- Source passage -
It was difficult to understand how an army of only seventy thousand men and women, and even children, ill-equipped and with little training, could stand up against the British-organized Arab Legion and the combined military forces of Egypt, Syria, Lebanon, Transjordan, and Iraq, plus irregulars from Saudi Arabia and other countries.

*...[Gershon] Agronsky said that the reason several hundred thousand Arabs fled from what is now Israel was because they thought they had all of Arabia to run to. The Jews stood firm because they had nowhere to go but into the sea. He told how the Arabs who had remained in the New City were now being fed with Jewish rations and housed in Jewish-owned homes. He said the Arab could thank his gods that, unlike the Jews of Europe, here he had never been resented, cursed, and despised.

*One night Hacohen repeated to me some of the conversation he had had with Count Bernadotte. It had been mostly about the mediator’s contention that there could be no peace in Palestine unless the State of Israel immediately took back the 300,000 Arabs who had fled.
“I told him there could be no peace if we did. We would be glad to have most of them return. But if just five terrorists came back with each 50,000 respectable Arabs, it would create a new tension that might lead to a new explosion and we’d have war all over again. We would have to sit constantly with our guns in our hands. And besides, I told him, who will feed and house these 300,000 refugees? The State of Israel, exhausted financially by the burdens of war, is in no condition to do it. It would mean that the average family in Israel would have to finance two Arabs, for we have just about 150,000 families here. The income of the average family here just about keeps that family going. We are all going to have to pull in our belts to pay for what the war [of Independence] has cost us, and for our own reconstruction. The average family simply cannot bear the financial burden at this time of supporting a couple of Arabs.”

Collected data entries
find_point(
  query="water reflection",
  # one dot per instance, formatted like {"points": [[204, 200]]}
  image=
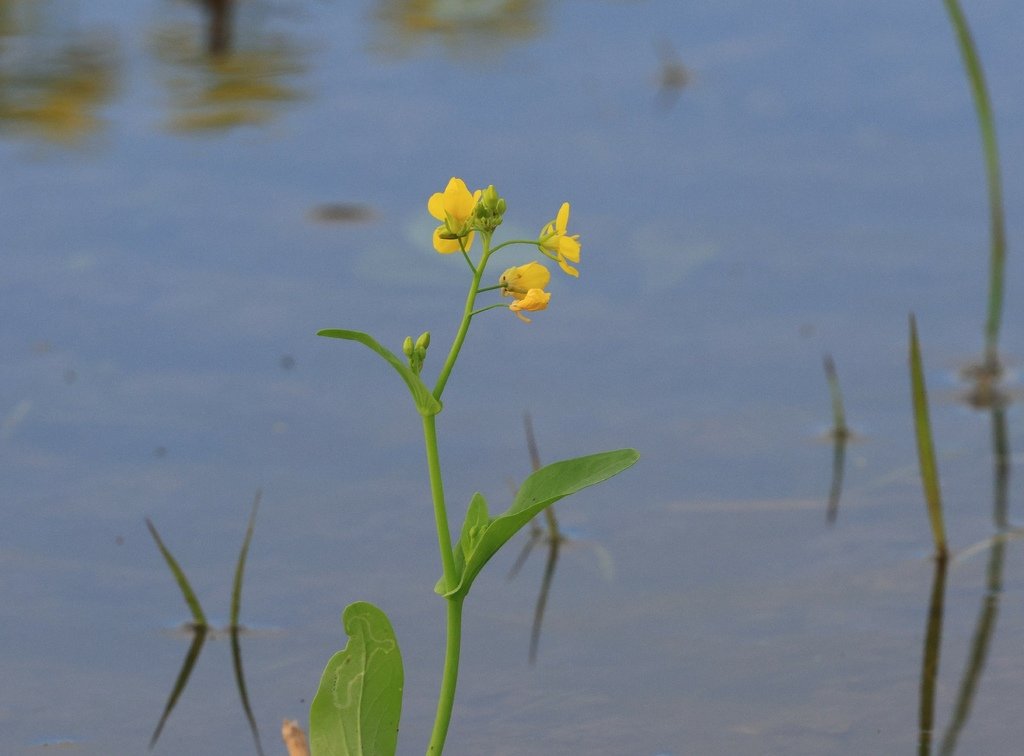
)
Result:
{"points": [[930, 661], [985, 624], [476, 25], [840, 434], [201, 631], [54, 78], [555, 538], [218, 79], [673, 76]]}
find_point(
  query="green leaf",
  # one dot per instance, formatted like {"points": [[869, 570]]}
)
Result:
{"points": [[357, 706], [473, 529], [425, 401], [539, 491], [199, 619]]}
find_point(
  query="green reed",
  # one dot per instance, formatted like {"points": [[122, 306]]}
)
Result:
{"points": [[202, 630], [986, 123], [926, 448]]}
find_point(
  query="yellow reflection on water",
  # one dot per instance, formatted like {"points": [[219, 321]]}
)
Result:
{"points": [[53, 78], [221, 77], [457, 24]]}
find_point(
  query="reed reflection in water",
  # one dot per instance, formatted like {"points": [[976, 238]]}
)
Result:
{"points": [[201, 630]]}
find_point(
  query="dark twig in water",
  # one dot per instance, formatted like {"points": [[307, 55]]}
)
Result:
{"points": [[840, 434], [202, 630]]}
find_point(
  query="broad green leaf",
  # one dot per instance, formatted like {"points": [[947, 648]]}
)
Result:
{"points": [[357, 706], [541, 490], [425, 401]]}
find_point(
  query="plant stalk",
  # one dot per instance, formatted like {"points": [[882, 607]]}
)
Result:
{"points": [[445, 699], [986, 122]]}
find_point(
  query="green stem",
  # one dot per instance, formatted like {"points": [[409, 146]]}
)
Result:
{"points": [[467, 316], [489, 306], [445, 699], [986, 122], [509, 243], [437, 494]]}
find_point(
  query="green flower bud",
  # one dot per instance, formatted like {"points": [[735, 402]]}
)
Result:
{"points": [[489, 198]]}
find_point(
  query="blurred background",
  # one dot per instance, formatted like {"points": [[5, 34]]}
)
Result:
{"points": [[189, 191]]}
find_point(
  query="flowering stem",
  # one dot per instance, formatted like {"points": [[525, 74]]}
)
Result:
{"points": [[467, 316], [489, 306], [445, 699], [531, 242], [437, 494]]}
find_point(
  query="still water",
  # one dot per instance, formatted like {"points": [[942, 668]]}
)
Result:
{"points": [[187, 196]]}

==

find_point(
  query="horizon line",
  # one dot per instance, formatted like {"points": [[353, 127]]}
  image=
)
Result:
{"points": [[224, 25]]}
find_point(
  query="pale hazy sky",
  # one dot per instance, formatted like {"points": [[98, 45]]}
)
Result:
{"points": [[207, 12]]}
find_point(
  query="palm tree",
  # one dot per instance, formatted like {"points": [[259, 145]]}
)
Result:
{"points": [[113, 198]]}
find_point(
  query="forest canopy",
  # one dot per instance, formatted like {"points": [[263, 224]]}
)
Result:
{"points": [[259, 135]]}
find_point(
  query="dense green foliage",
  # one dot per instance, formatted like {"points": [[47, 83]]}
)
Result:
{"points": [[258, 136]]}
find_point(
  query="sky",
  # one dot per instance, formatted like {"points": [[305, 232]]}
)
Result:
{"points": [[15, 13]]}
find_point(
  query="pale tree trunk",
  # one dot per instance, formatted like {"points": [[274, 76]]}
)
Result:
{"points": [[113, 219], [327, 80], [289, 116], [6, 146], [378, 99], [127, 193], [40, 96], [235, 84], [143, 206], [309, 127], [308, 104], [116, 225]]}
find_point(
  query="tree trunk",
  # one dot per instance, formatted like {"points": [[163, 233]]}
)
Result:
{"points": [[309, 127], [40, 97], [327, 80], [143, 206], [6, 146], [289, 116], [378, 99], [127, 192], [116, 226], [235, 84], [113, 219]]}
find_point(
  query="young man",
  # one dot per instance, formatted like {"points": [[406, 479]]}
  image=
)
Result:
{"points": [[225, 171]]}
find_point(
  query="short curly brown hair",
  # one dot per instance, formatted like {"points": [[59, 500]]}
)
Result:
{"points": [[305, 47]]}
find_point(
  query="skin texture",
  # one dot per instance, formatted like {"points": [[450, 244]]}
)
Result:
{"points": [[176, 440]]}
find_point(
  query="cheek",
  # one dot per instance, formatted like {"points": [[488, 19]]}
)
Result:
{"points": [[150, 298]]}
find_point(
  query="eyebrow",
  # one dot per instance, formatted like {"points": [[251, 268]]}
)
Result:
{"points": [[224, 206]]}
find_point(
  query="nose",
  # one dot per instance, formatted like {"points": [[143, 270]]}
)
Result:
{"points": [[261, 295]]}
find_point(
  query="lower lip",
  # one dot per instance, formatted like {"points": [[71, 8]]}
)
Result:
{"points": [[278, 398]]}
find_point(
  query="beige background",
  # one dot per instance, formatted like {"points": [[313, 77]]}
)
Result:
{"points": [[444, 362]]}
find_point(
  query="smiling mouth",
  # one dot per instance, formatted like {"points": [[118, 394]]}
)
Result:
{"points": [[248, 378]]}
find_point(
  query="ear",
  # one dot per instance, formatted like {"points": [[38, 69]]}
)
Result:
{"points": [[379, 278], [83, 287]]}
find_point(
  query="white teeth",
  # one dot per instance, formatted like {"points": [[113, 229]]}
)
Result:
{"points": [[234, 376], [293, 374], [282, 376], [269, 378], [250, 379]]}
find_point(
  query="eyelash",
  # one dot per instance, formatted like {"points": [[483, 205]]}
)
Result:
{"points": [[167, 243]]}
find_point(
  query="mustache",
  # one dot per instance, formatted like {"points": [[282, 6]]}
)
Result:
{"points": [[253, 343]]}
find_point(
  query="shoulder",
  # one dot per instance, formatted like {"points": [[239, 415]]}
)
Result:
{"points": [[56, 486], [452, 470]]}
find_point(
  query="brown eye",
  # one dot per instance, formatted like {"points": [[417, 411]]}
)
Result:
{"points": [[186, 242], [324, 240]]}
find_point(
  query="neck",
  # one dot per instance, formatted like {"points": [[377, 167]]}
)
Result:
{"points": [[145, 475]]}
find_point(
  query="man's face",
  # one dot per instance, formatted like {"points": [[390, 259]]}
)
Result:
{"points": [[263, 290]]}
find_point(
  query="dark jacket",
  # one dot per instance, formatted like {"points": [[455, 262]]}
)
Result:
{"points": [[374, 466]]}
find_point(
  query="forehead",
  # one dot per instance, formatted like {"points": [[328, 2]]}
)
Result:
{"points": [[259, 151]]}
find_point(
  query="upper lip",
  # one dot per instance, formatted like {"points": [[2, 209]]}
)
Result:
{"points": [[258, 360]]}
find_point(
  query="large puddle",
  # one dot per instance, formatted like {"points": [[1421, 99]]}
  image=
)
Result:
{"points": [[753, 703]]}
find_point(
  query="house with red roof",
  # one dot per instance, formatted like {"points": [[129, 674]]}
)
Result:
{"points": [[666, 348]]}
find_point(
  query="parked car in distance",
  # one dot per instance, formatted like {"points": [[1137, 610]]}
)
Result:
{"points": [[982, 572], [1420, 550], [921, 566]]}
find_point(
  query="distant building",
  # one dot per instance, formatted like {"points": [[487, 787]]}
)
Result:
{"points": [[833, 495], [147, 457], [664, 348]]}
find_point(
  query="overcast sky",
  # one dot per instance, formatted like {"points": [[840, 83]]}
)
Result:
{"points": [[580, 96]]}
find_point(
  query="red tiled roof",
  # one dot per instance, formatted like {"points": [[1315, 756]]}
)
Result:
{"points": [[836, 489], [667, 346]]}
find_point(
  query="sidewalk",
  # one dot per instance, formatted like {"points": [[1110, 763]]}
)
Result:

- The tasks -
A. Please sum up the passage about Israel's 1948 war and the Arab refugees in two sentences.
B. Extend the passage about Israel's 1948 war and the Arab refugees, picking up right after its final sentence.
These lines have no connection to the passage about Israel's 1948 war and the Arab refugees.

- Expected responses -
A. The passage wonders how a poorly equipped, lightly trained army of only seventy thousand could stand against the combined forces of several Arab states, and it reports Gershon Agronsky's view that the Arabs fled because they had all of Arabia to run to while the Jews had nowhere to go but into the sea. Hacohen recounts telling Count Bernadotte that immediately taking back the 300,000 Arabs who had fled would threaten peace and impose a cost that Israel's war-exhausted families could not bear.

B.
*The 1,300 Arabs [surrounding Mishmar Haemek], at any time they wished, might have been able to destroy the kibbutz, with a population which never went over 600. But, instead, they came trooping into Mishmar Haemek every time they had a toothache or a cut finger. The doctors of the kibbutz took care of the Arabs without charge. And Jewish agricultural experts showed the Arabs how to get larger and better crops from their land.

*At this point Monty pointed to a village laying against a brown hillside not many rods away. It was easy to tell it was an Arab village because the houses were painted sky blue to keep away the devil.
“That place may look deserted to you. It may look like a lot of other Arab places you’ve seen that are deserted because the people fled to Egypt or Transjordan. But this village is deserted because the Arabs who live there have all been at the front fighting on our side. They’re still at the front, just in case war breaks out again. There are good Arabs and bad Arabs. I know! There are ones who got panicky and ones who didn’t. But the Arabs in that little village are rare. They fought beside us, and bravely, against their own people!”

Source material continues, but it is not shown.